Nothing in the data may be changed; retype all of it.

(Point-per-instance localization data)
BEGIN

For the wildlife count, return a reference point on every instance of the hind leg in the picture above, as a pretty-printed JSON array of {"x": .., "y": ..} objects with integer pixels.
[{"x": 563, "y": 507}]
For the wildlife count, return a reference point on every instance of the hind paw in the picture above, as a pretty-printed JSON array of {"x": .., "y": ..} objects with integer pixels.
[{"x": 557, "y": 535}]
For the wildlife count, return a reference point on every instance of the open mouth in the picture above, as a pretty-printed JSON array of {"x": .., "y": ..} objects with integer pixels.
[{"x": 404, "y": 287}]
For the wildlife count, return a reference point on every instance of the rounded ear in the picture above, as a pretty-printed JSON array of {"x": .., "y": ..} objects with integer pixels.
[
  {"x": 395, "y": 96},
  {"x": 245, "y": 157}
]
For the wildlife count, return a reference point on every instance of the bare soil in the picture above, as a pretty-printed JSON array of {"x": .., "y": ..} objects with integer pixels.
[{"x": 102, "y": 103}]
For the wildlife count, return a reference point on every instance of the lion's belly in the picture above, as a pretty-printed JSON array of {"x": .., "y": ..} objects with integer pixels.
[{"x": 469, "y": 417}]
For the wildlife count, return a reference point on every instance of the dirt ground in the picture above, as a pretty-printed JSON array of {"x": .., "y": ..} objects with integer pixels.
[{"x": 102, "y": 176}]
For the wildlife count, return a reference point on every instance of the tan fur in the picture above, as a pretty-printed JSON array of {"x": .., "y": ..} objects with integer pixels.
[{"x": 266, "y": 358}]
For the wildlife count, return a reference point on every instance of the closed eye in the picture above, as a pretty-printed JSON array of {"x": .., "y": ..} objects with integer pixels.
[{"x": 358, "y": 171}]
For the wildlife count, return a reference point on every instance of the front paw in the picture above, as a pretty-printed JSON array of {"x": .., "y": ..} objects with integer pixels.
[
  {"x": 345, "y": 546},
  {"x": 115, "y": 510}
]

END

▶ [Answer to this exercise]
For the wildlife count, return a reference point on every instance of the hind leg in the picture above, as a pretty-printed JSON array of {"x": .., "y": ..} objects with integer pixels.
[{"x": 563, "y": 507}]
For the wildlife count, return a reference point on every instance of the hind paw in the picture above, as a pretty-printed JSON array of {"x": .., "y": ..} objects with integer pixels.
[{"x": 557, "y": 535}]
For the wildlife count, return a reference point on every instance of the open mouth in the picture above, as a pretty-printed JSON array of {"x": .., "y": ..} objects with integer pixels.
[{"x": 404, "y": 287}]
For the wildlife count, return a reference point on every instance of the rounded ear in the picture above, as a pretty-printed JSON array of {"x": .., "y": ..} objects with integer pixels.
[
  {"x": 395, "y": 96},
  {"x": 245, "y": 157}
]
For the wildlife count, return a reference point on every instance of the bare soil in the picture above, as a pretty-printed JSON array of {"x": .., "y": ..} objects with integer pixels.
[{"x": 102, "y": 103}]
For the wildlife count, return a reference point on every instance of the lion's belly in the picture above, as a pretty-printed JSON array of {"x": .., "y": ..} objects with integer pixels.
[{"x": 469, "y": 417}]
For the wildlife count, return a reference point on every instance of the dirt ground in the picture above, as a pretty-printed JSON array of {"x": .., "y": ..} objects with integer pixels.
[{"x": 102, "y": 176}]
For the wildlife count, return a reference point on every instance of the tan fur in the picture above, as a pretty-printed JSON array of {"x": .., "y": ..} objects with integer pixels.
[{"x": 266, "y": 358}]
For the wildlife count, return a reference point on every instance of the closed eye in the picture above, as a pretty-printed JSON array of {"x": .., "y": ..} objects with integer pixels.
[{"x": 358, "y": 171}]
For the wildlife count, return a reference point on every instance of the front paw in the picture above, as a pretty-printed JSON array of {"x": .., "y": ..} objects with integer pixels.
[
  {"x": 345, "y": 546},
  {"x": 115, "y": 510}
]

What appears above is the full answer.